> Problem details: Reproduce the passage on stream grazers and algae, starting at "Another major influence" and ending at "et al. 2002).", but swap every "grazer-algal interactions" for "grazer-periphyton interactions".

> Source passage:
______________________________

Another major influence on the strength of herbivore-plant interactions is resource availability. Stream algae are often limited by the availability of nutrients (Borchardt 1996), and consequently, nutrient limitation has the potential to affect the strength of grazer-algal interactions. The abundance of benthic algae reflects counteracting dynamic processes affecting accrual (e.g., nutrients) and loss (e.g., physical disturbance and grazing; Biggs 1996, Roll et al. 2005). Therefore, we tested the influence of nutrients on the strength of grazer-algal interactions across a range of disturbance regimes and associated grazer assemblages in recognition of the importance of considering the interaction between simultaneous influences of top-down and bottom-up controls on primary producers (Rosemond et al. 1993, Forrester et al. 1999, Flecker et al. 2002).

We have demonstrated previously that grazers can have strong top-down effects on distribution and abundance of algal biomass in the East River streams (Taylor et al. 2002, McIntosh et al. 2004). Furthermore, we have observed indirect effects of top predators on the biomass of algal resources via their influence on grazer behavior (behavioral trophic cascades), but only in simplified experimental food webs involving mobile grazers that are vulnerable to predation, and where limiting nutrients are augmented (Peckarsky and McIntosh 1998, Peckarsky et al. 2013). Importantly, we have not observed strong top-down control of predators on grazer density in our system (Peckarsky et al. 2008). Therefore, under more natural conditions we also tested whether variation in the legacy of disturbance influences the indirect effects of top predators on basal resources by modifying the abundance or behavior of primary consumers. Following the logic of the well-known trade-off between vulnerability to disturbance and to predation (Wootton et al. 1996), we expected trophic cascades to more likely occur in disturbed streams dominated by mobile grazers (mayflies) that have higher biomass-specific consumption and behaviors most responsive to predators (McIntosh et al. 2004, Álvarez and Peckarsky 2005). Trophic cascades were not expected in more benign streams where better-defended grazers (cased caddisflies) predominate, because they are less vulnerable to predatory fish (Allan 1981, Nyström et al. 2003) and less responsive to predators (McIntosh et al. 2004). Finally, based on previous experiments (Peckarsky et al. 2013), we suspected that nutrient limitation that prevails in all streams of this system (Moslemi 2010) would compromise our ability to detect trophic cascades under any disturbance regime.

______________________________

> Recorded information:
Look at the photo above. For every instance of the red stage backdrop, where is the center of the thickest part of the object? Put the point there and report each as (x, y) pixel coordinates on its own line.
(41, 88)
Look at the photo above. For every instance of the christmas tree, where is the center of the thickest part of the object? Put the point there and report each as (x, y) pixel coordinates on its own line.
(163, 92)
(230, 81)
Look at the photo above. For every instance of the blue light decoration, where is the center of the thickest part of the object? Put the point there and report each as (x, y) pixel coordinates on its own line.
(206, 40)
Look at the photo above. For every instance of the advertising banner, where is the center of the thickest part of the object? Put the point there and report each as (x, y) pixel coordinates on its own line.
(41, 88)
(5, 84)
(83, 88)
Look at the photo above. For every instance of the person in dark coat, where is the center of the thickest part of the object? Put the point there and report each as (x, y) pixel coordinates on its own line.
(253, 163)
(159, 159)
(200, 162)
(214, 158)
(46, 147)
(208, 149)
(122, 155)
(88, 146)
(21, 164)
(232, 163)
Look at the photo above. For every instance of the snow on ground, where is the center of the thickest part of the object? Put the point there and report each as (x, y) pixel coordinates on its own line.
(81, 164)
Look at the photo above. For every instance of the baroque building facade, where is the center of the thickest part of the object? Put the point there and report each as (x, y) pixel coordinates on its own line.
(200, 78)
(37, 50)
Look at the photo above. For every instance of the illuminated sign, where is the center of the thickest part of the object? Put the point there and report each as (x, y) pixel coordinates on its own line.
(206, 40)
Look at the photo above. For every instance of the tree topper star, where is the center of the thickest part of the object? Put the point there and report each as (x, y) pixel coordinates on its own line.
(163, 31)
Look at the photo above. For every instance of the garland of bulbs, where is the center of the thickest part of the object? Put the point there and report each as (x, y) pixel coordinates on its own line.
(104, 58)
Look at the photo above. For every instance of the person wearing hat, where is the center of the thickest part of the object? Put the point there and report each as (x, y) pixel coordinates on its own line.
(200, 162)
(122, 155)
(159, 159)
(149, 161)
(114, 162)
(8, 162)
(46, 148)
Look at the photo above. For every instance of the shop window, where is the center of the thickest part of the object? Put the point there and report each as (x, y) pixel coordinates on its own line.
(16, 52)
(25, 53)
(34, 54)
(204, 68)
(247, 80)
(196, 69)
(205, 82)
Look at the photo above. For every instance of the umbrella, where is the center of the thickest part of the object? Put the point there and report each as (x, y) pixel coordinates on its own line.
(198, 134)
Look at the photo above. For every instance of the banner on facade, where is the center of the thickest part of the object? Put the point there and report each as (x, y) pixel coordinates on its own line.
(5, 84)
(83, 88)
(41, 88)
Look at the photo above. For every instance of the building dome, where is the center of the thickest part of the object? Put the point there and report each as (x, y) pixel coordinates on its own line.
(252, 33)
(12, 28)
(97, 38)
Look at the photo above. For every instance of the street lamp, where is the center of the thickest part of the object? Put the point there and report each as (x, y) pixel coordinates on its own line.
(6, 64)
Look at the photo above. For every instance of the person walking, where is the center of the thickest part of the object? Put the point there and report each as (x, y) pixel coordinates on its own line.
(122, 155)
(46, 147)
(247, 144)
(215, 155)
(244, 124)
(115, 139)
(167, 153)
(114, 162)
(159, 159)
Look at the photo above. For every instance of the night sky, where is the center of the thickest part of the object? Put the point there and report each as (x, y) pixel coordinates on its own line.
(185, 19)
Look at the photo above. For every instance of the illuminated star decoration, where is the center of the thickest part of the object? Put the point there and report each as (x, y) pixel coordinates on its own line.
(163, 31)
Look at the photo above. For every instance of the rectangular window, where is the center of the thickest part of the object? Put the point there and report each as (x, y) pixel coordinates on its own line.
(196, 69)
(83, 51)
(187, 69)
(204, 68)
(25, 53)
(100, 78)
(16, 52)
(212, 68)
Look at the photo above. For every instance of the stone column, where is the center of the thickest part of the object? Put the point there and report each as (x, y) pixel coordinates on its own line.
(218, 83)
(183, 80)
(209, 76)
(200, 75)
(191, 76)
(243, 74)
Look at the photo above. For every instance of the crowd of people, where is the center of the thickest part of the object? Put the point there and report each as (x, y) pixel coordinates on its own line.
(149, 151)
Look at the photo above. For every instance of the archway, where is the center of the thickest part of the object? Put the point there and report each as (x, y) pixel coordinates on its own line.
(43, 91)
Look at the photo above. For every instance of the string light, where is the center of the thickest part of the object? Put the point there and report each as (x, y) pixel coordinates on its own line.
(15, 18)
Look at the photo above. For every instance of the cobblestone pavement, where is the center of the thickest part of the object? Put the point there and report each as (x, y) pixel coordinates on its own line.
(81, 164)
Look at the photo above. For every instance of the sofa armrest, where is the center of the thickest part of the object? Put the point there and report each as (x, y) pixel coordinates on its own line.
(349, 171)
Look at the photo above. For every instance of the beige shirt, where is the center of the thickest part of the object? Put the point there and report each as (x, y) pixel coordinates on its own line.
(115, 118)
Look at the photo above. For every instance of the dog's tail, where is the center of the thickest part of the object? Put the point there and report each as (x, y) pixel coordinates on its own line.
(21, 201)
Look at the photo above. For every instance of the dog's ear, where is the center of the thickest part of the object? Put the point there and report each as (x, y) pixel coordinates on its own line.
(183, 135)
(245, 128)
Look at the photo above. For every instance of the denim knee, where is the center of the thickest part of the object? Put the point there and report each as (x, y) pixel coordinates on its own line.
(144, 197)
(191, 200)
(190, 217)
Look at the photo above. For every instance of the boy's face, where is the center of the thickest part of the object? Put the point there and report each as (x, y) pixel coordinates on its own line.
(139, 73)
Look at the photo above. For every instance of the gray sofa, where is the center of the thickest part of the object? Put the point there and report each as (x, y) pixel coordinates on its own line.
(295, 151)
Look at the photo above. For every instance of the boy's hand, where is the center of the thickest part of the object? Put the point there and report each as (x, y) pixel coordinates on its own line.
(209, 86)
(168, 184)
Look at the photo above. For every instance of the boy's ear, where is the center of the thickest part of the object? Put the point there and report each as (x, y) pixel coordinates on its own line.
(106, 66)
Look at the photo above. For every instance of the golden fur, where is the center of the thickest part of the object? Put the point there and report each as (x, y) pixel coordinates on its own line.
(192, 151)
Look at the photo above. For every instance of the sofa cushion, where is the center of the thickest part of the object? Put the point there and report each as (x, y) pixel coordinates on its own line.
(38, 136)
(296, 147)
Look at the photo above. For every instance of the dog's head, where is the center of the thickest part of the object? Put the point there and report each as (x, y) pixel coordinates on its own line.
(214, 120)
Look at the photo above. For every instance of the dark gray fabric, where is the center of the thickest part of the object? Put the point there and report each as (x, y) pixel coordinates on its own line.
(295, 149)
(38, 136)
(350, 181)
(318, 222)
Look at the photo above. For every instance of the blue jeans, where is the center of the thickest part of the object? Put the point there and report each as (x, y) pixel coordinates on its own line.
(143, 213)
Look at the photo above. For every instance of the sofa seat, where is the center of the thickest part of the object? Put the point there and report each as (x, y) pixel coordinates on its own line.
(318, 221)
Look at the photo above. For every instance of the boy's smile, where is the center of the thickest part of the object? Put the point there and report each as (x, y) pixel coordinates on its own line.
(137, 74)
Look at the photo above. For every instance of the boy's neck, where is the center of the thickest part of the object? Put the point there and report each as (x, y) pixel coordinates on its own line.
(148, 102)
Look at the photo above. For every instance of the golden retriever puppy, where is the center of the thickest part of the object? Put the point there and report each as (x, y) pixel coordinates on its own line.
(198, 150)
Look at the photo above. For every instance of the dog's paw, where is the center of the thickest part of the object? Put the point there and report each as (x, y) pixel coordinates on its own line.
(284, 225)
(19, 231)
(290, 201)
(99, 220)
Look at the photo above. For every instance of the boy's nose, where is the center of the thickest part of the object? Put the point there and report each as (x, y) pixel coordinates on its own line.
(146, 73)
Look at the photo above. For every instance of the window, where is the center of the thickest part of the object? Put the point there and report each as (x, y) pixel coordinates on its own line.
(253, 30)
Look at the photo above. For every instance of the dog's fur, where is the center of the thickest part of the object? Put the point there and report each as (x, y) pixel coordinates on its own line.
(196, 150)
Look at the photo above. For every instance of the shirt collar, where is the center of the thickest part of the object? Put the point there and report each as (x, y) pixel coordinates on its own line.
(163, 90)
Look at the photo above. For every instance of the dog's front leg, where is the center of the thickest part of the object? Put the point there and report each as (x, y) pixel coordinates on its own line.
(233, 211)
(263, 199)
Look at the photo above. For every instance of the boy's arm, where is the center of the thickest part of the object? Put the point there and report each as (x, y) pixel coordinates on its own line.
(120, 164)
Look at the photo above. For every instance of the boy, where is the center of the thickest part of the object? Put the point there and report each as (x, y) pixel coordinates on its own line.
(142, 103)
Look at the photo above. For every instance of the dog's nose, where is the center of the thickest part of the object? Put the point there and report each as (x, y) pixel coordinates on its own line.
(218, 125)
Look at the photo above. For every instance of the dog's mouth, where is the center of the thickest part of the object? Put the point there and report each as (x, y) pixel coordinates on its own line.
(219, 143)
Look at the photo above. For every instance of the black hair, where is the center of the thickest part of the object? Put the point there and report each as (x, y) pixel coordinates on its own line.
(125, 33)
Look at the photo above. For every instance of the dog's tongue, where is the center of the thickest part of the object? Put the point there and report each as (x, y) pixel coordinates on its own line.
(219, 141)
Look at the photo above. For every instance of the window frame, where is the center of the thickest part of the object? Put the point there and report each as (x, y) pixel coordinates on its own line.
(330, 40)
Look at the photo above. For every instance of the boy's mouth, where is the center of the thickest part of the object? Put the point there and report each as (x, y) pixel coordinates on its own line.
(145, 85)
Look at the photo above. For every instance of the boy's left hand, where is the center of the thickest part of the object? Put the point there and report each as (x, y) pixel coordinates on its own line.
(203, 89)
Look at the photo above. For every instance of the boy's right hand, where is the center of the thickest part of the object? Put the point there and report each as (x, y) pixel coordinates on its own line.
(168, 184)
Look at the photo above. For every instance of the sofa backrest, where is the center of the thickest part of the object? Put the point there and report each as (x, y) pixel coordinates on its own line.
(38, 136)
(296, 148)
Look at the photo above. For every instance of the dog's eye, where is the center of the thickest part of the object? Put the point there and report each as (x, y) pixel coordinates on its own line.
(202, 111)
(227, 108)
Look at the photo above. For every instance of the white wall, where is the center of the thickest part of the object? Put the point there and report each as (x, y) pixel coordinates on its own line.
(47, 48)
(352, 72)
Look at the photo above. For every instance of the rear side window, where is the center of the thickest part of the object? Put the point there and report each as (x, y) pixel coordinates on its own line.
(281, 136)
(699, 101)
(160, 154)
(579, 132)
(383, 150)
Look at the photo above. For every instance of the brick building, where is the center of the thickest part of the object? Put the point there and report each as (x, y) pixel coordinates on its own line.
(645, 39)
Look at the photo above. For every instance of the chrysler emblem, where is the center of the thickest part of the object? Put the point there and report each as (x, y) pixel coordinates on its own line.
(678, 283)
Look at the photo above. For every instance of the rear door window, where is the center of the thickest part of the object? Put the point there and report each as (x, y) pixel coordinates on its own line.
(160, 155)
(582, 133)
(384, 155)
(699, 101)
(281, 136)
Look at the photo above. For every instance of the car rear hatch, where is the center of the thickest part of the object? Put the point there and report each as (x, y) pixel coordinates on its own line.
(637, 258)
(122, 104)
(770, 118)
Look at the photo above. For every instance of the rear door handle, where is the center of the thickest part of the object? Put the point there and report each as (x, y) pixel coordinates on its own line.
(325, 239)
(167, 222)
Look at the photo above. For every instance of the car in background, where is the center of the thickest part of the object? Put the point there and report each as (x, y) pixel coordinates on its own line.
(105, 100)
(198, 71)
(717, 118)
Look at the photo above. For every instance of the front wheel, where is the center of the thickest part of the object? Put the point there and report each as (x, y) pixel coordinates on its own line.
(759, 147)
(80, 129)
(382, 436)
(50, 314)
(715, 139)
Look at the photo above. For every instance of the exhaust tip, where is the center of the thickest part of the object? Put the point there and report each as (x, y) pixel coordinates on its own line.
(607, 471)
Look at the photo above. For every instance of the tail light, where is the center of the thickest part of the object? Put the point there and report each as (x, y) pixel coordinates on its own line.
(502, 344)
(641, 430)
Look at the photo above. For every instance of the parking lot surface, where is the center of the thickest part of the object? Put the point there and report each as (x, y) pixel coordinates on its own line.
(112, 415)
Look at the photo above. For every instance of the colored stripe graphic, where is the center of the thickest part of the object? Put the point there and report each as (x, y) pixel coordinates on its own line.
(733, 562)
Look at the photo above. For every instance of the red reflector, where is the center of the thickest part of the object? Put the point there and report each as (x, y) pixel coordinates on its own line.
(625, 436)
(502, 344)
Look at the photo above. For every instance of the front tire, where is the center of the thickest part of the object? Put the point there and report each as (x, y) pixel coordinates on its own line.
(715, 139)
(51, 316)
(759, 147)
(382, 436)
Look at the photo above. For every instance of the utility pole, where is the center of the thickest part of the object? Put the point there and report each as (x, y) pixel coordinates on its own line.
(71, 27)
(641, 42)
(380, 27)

______________________________

> Expected answer:
Another major influence on the strength of herbivore-plant interactions is resource availability. Stream algae are often limited by the availability of nutrients (Borchardt 1996), and consequently, nutrient limitation has the potential to affect the strength of grazer-periphyton interactions. The abundance of benthic algae reflects counteracting dynamic processes affecting accrual (e.g., nutrients) and loss (e.g., physical disturbance and grazing; Biggs 1996, Roll et al. 2005). Therefore, we tested the influence of nutrients on the strength of grazer-periphyton interactions across a range of disturbance regimes and associated grazer assemblages in recognition of the importance of considering the interaction between simultaneous influences of top-down and bottom-up controls on primary producers (Rosemond et al. 1993, Forrester et al. 1999, Flecker et al. 2002).